■ **WHAT TO PRODUCE**
Begin at the first of the lines below and stop after the line that contains "[72,72,109,92]". Write out every line in that span, not only the answers, and shift each bounding-box coordinate in the answers up by 144, leaving out the pictures.

******

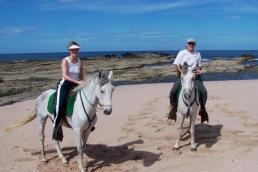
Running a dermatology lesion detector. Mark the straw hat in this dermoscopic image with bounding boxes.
[67,41,80,50]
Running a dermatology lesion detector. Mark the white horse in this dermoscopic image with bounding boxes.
[6,71,114,172]
[173,63,199,151]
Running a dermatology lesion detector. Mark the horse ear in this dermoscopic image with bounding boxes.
[108,70,113,80]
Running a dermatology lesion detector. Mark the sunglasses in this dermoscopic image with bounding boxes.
[187,42,196,45]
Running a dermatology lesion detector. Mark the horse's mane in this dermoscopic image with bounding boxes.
[72,72,109,92]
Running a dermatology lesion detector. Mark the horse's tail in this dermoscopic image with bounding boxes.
[4,113,37,133]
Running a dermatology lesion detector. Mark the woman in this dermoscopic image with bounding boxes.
[168,38,209,123]
[52,41,84,141]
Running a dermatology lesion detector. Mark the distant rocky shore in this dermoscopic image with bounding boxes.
[0,52,258,105]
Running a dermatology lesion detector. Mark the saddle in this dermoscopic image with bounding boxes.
[47,91,77,117]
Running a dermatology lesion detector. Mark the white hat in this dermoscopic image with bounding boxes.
[186,38,196,43]
[67,41,80,50]
[68,45,80,50]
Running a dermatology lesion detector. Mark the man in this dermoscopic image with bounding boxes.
[168,38,209,123]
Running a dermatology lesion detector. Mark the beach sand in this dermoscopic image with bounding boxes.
[0,80,258,172]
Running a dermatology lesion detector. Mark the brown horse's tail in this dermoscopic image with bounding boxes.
[4,113,36,133]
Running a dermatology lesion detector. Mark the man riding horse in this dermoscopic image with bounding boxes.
[168,38,209,123]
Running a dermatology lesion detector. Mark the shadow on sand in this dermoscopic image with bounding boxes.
[195,124,223,148]
[177,124,223,148]
[31,140,161,172]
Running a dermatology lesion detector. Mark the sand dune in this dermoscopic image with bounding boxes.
[0,80,258,172]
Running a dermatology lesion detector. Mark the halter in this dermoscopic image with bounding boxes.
[79,77,111,130]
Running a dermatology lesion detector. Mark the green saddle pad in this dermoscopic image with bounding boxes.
[47,91,77,117]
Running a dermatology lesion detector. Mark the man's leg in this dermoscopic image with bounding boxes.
[52,81,70,141]
[168,78,181,121]
[195,76,209,123]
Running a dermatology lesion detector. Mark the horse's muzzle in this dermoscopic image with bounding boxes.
[104,108,112,115]
[183,90,191,99]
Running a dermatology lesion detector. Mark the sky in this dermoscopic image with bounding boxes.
[0,0,258,54]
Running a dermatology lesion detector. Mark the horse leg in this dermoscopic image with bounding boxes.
[190,113,197,151]
[54,140,67,163]
[173,113,184,150]
[74,129,85,172]
[82,129,91,151]
[37,113,47,163]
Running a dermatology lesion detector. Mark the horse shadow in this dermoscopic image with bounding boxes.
[195,124,223,148]
[64,140,161,172]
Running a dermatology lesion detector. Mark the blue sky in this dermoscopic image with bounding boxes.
[0,0,258,53]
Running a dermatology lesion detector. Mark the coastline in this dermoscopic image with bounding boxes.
[0,53,258,106]
[0,80,258,172]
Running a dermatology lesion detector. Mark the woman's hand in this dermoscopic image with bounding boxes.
[77,80,83,85]
[196,69,202,75]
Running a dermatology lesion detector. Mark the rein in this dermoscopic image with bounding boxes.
[182,87,199,116]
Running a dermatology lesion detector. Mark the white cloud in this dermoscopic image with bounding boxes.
[224,15,241,20]
[0,26,36,36]
[41,0,201,14]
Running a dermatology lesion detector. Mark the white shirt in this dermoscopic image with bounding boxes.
[62,56,81,81]
[173,49,201,66]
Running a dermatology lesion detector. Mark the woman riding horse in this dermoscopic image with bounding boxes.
[168,38,209,123]
[52,41,84,141]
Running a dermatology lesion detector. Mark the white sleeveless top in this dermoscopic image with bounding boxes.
[64,56,81,81]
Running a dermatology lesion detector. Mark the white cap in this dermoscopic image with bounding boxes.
[186,38,196,43]
[68,45,80,50]
[67,41,80,50]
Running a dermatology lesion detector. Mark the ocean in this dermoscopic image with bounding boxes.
[0,50,258,63]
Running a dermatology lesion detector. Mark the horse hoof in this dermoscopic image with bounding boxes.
[173,147,179,150]
[191,148,197,152]
[41,159,47,165]
[62,159,68,164]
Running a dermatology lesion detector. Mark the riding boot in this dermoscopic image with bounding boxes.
[52,126,64,142]
[199,105,209,123]
[168,105,177,121]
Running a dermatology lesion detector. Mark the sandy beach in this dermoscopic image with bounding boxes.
[0,80,258,172]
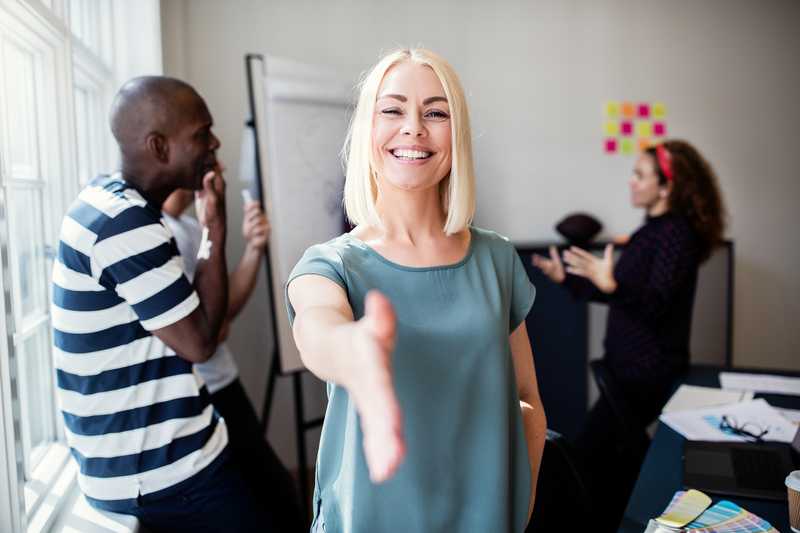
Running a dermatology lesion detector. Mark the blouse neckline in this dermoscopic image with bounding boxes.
[345,226,475,272]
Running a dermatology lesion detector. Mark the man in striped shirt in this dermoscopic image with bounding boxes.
[53,77,271,532]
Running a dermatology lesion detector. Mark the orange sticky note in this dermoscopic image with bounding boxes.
[619,139,633,155]
[622,102,636,118]
[604,100,619,118]
[636,120,653,137]
[603,120,619,137]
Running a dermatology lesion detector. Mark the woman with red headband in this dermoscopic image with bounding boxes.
[533,140,725,526]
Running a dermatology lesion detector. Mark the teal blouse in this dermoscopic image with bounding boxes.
[286,227,536,533]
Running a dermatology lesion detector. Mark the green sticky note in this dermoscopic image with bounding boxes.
[603,120,619,137]
[619,138,633,155]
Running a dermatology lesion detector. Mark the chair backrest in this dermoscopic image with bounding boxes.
[525,429,592,533]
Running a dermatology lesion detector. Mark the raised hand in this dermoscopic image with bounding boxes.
[349,291,406,483]
[242,201,270,252]
[564,244,617,294]
[531,246,567,283]
[195,166,225,228]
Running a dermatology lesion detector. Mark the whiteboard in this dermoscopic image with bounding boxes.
[252,56,353,373]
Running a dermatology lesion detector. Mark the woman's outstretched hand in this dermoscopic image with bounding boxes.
[349,291,406,483]
[564,244,617,294]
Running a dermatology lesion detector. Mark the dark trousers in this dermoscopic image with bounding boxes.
[131,458,283,533]
[574,372,673,531]
[211,379,308,533]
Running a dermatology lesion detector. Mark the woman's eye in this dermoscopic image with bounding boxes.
[425,109,450,120]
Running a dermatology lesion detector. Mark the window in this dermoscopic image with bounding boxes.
[0,0,161,532]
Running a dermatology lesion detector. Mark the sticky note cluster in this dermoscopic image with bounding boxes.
[603,100,667,155]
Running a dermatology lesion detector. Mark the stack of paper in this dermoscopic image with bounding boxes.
[662,385,753,413]
[645,490,778,533]
[719,372,800,396]
[660,398,797,443]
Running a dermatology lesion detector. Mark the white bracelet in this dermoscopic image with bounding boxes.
[197,227,214,259]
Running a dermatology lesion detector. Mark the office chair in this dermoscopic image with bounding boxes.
[525,429,591,533]
[589,359,650,454]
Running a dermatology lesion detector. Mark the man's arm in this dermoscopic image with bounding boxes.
[226,202,270,321]
[153,172,228,363]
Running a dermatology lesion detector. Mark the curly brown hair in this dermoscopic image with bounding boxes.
[645,139,727,261]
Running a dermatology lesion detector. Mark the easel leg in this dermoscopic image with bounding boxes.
[292,372,311,516]
[261,350,280,434]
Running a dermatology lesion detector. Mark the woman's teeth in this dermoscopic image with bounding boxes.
[392,149,431,160]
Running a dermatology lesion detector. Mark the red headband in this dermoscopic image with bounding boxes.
[656,144,674,182]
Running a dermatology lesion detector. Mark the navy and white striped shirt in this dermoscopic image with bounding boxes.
[52,174,228,511]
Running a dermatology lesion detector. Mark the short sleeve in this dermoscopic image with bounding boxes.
[284,244,347,325]
[92,207,200,331]
[509,248,536,332]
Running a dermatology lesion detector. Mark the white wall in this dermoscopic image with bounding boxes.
[162,0,800,464]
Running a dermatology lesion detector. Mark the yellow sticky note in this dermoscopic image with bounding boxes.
[603,120,619,137]
[604,101,619,118]
[656,489,711,528]
[636,120,653,137]
[619,138,633,155]
[622,102,636,118]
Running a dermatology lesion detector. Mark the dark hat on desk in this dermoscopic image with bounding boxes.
[556,213,603,245]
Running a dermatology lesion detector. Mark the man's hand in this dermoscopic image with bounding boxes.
[195,166,225,228]
[242,201,270,252]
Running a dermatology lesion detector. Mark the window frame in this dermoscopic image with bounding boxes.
[0,0,162,531]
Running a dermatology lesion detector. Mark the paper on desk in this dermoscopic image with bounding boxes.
[719,372,800,396]
[662,385,753,413]
[778,408,800,426]
[660,398,797,442]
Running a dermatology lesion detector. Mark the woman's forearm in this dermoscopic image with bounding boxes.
[293,307,356,388]
[519,400,547,520]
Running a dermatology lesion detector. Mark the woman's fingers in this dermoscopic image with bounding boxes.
[550,246,561,265]
[569,246,596,260]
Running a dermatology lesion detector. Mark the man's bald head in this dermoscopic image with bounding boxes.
[111,76,220,197]
[111,76,208,154]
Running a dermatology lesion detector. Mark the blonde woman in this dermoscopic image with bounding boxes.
[287,49,546,533]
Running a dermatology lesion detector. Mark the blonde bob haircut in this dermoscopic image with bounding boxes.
[342,48,475,235]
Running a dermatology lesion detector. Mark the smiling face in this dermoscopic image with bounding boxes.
[372,61,452,190]
[630,154,669,211]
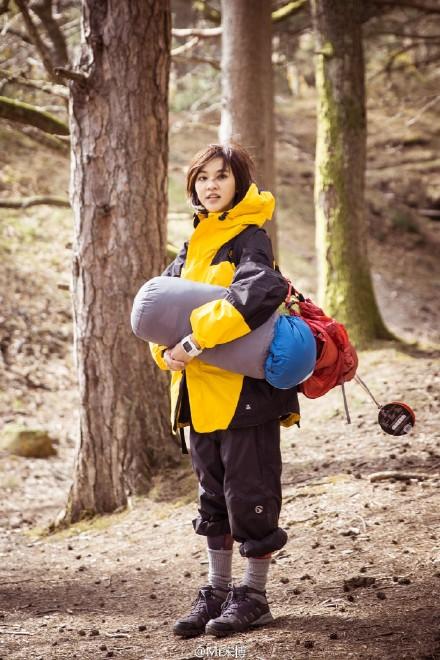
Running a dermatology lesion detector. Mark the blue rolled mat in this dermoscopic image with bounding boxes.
[264,315,316,390]
[131,277,316,389]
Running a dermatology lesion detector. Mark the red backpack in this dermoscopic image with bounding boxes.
[285,282,358,401]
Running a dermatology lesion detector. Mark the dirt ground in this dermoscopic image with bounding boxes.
[0,345,440,660]
[0,67,440,660]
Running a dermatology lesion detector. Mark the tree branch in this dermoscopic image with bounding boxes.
[192,0,309,26]
[0,69,69,99]
[171,27,222,39]
[374,0,440,14]
[0,195,70,209]
[15,0,57,82]
[171,37,200,57]
[0,96,69,135]
[19,122,70,151]
[54,66,89,85]
[29,0,69,66]
[173,55,221,71]
[272,0,309,23]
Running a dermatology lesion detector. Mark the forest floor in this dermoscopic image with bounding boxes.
[0,73,440,660]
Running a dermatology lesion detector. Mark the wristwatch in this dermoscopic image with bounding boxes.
[180,335,203,357]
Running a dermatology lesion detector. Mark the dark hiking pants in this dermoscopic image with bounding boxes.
[190,420,281,550]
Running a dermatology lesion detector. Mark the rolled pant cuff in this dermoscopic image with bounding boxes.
[192,517,231,536]
[240,527,288,557]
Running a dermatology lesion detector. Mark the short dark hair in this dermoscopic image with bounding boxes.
[186,144,255,208]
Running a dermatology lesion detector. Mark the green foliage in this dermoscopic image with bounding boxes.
[391,210,420,234]
[170,64,220,112]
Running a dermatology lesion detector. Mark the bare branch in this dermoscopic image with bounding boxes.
[1,24,32,45]
[20,122,70,150]
[54,66,89,85]
[173,55,221,71]
[171,27,222,39]
[0,96,69,135]
[29,0,69,66]
[272,0,308,23]
[0,195,70,209]
[15,0,57,82]
[192,0,309,27]
[374,30,440,41]
[171,37,200,57]
[374,0,440,14]
[0,69,69,99]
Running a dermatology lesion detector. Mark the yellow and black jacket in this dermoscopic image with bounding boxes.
[150,184,299,433]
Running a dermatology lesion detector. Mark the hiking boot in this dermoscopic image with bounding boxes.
[173,585,228,637]
[206,585,273,637]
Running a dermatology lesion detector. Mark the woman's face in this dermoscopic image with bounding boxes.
[195,157,235,212]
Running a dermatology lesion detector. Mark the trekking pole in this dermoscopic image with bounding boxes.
[354,374,382,410]
[354,374,416,435]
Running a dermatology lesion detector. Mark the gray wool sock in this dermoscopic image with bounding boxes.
[242,557,271,591]
[208,548,232,590]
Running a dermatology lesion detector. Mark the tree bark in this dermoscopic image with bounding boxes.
[312,0,391,347]
[220,0,277,254]
[0,96,69,135]
[65,0,176,522]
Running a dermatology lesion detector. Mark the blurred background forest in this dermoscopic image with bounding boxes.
[0,0,440,510]
[0,0,440,658]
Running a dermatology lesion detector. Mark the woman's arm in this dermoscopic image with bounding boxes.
[190,229,288,348]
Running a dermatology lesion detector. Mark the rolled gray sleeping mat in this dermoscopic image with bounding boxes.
[131,277,279,379]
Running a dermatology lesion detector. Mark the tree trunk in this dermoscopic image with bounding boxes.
[66,0,173,521]
[220,0,277,253]
[312,0,391,347]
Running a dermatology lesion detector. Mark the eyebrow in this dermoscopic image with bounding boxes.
[198,167,231,174]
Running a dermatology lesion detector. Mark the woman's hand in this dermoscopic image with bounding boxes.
[169,341,193,366]
[163,347,186,371]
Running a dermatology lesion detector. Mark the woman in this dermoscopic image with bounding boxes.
[150,144,299,637]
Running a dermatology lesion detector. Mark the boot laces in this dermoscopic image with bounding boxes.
[191,586,214,614]
[222,586,249,617]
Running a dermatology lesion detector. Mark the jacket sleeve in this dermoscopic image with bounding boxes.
[190,229,288,348]
[149,241,188,371]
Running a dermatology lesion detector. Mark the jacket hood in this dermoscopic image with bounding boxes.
[197,183,275,227]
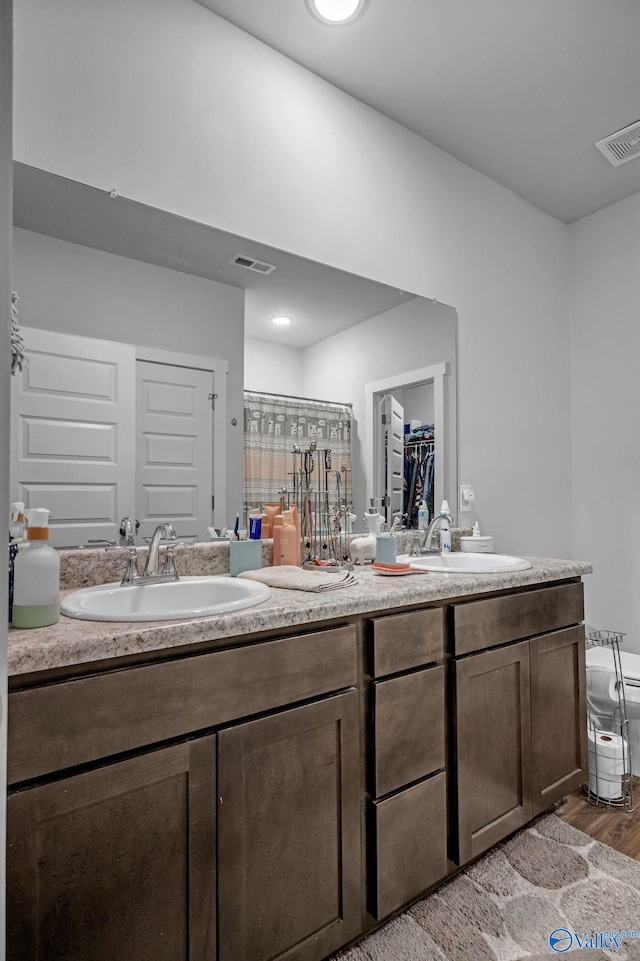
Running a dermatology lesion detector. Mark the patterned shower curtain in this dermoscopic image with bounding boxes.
[244,391,352,510]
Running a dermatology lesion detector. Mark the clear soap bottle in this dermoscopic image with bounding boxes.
[12,509,60,628]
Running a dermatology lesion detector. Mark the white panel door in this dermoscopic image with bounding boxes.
[381,394,404,525]
[136,360,214,541]
[11,328,135,547]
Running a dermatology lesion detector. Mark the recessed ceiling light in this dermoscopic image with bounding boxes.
[306,0,369,24]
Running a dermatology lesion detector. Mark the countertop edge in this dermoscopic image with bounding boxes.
[8,557,592,677]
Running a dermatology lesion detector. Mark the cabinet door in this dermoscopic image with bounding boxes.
[454,641,532,864]
[7,737,215,961]
[218,691,361,961]
[369,771,447,921]
[530,627,587,815]
[371,667,444,797]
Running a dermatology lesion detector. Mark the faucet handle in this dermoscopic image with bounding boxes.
[120,544,140,587]
[162,544,179,581]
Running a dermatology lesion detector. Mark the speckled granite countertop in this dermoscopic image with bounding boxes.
[9,557,592,675]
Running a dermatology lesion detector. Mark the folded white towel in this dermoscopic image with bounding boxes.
[238,564,356,593]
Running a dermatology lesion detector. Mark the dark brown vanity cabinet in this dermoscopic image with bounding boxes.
[368,608,447,920]
[8,626,362,961]
[7,580,586,961]
[218,691,362,961]
[7,735,216,961]
[452,583,586,864]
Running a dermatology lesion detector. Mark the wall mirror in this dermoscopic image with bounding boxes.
[11,164,457,546]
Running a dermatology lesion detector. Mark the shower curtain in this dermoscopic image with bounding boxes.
[244,391,352,510]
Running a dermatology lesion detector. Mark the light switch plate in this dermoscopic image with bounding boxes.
[458,484,475,513]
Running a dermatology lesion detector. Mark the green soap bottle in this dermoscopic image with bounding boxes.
[12,509,60,628]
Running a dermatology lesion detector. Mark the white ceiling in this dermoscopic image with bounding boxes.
[13,163,414,348]
[198,0,640,223]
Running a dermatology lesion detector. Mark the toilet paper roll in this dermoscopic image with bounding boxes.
[589,730,627,801]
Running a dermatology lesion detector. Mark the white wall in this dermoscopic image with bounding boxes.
[13,228,244,517]
[303,297,456,530]
[569,194,640,652]
[15,0,571,556]
[0,0,13,936]
[244,337,304,400]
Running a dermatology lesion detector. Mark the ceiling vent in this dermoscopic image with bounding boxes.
[229,254,276,274]
[596,120,640,167]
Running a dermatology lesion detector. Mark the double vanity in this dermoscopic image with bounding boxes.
[8,558,590,961]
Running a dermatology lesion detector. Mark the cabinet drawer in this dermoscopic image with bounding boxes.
[8,626,358,784]
[371,667,445,797]
[453,583,584,656]
[371,773,447,920]
[370,607,444,677]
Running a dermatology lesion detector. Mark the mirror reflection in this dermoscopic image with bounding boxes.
[11,164,457,546]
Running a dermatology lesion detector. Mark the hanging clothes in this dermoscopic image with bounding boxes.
[404,424,435,528]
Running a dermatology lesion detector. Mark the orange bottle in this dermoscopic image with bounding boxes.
[280,511,302,567]
[271,514,284,567]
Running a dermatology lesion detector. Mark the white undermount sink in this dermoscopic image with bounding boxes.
[398,551,531,574]
[60,576,271,621]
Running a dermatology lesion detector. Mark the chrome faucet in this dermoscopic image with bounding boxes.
[121,518,180,587]
[120,517,140,547]
[420,506,455,554]
[142,523,178,581]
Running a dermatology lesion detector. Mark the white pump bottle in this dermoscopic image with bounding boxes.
[12,509,60,628]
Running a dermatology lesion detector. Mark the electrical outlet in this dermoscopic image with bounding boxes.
[458,484,476,513]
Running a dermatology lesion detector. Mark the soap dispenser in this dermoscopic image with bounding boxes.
[438,501,452,554]
[364,497,384,537]
[12,509,60,628]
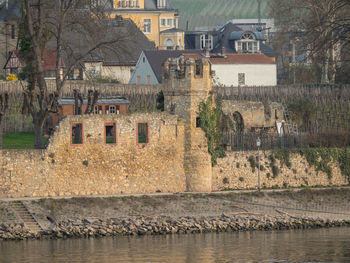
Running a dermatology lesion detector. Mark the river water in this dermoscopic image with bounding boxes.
[0,228,350,263]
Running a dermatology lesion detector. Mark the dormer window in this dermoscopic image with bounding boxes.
[236,32,259,53]
[200,34,213,50]
[157,0,167,8]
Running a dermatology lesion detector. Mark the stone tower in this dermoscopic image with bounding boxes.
[163,57,212,192]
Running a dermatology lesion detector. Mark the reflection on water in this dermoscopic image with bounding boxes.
[0,228,350,263]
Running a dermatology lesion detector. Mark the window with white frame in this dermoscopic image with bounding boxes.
[157,0,166,8]
[143,18,152,34]
[160,18,166,27]
[109,105,117,114]
[165,39,174,50]
[236,32,259,53]
[200,34,213,50]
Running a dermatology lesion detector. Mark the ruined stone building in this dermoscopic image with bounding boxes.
[0,58,347,197]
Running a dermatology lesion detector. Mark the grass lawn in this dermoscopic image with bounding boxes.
[2,132,47,149]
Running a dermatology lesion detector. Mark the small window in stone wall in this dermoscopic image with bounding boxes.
[109,105,117,114]
[72,123,83,144]
[137,122,148,144]
[105,123,117,144]
[238,73,245,85]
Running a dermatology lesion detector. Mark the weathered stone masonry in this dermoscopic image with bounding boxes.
[0,113,186,196]
[0,58,347,197]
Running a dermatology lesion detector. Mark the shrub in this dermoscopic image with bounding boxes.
[272,165,280,178]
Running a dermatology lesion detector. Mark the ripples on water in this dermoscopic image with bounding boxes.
[0,228,350,263]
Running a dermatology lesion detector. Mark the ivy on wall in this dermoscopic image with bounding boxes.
[273,147,350,183]
[199,96,225,165]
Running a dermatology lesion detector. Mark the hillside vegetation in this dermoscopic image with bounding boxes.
[170,0,270,30]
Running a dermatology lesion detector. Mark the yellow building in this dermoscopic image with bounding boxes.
[111,0,185,50]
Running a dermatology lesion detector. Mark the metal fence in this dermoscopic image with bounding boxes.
[221,132,350,151]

******

■ **FINAL RESULT**
Running a dermatology lesion detector. Mark the straw hat in this dermoscopic image with bounding boxes.
[211,185,224,194]
Running a dermatology lesion detector. Mark the white horse in this dermoscopic image with bounding boxes.
[150,215,258,316]
[317,207,343,295]
Running a dermatology lesion detector. Mark the horse ear in this dermoscopic image with bounding boxes.
[252,214,257,224]
Running a dermatology lesion detector. Mark the sunglasses in this dermoscopic image with bounding boxes.
[331,186,340,189]
Running a dermatology lesion detector. Mark the horse's mane in this dermoscopic image with bounding boxes.
[216,216,253,236]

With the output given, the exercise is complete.